> Your task
Identify every line in the listing below that contains the word "knitted", and copy each of those lines.

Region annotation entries
┏━━
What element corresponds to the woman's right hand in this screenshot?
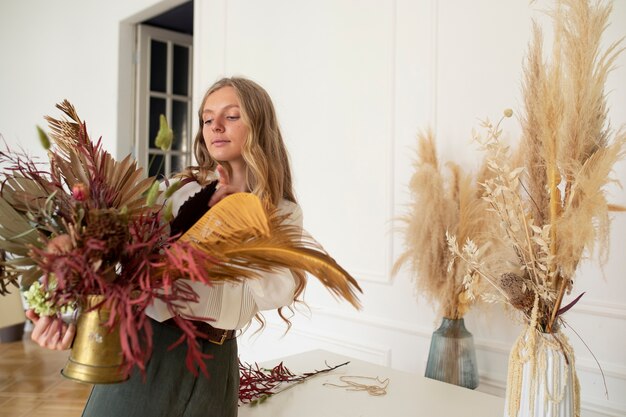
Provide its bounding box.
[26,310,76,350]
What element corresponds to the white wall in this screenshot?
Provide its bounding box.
┗━━
┏━━
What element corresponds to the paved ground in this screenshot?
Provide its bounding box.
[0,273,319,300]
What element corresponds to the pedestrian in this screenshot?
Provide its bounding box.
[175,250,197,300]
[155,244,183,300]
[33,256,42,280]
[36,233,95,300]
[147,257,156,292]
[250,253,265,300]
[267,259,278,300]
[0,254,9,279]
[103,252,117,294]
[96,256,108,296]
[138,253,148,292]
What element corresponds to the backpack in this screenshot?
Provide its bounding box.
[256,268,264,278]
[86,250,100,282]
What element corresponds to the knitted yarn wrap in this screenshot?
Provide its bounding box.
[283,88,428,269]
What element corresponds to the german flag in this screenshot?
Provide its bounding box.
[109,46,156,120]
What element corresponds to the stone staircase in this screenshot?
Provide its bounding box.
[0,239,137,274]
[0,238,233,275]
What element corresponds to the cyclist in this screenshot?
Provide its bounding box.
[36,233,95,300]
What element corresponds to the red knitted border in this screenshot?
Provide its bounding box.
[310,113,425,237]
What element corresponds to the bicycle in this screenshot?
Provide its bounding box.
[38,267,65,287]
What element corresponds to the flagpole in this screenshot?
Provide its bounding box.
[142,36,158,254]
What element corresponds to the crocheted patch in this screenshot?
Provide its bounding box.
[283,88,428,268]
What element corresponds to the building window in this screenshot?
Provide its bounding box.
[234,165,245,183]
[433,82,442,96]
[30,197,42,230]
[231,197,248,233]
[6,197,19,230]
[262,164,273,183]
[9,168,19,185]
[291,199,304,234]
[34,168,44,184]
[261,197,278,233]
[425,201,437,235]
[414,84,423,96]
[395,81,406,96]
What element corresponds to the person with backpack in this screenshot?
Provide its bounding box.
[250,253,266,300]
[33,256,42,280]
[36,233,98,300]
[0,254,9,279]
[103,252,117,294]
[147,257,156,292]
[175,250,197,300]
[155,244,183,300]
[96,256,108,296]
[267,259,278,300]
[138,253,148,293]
┗━━
> Problem solution
What element corresponds to the knitted yarn wrap in this screenshot?
What element corresponds to the red knitted border in this screenshot?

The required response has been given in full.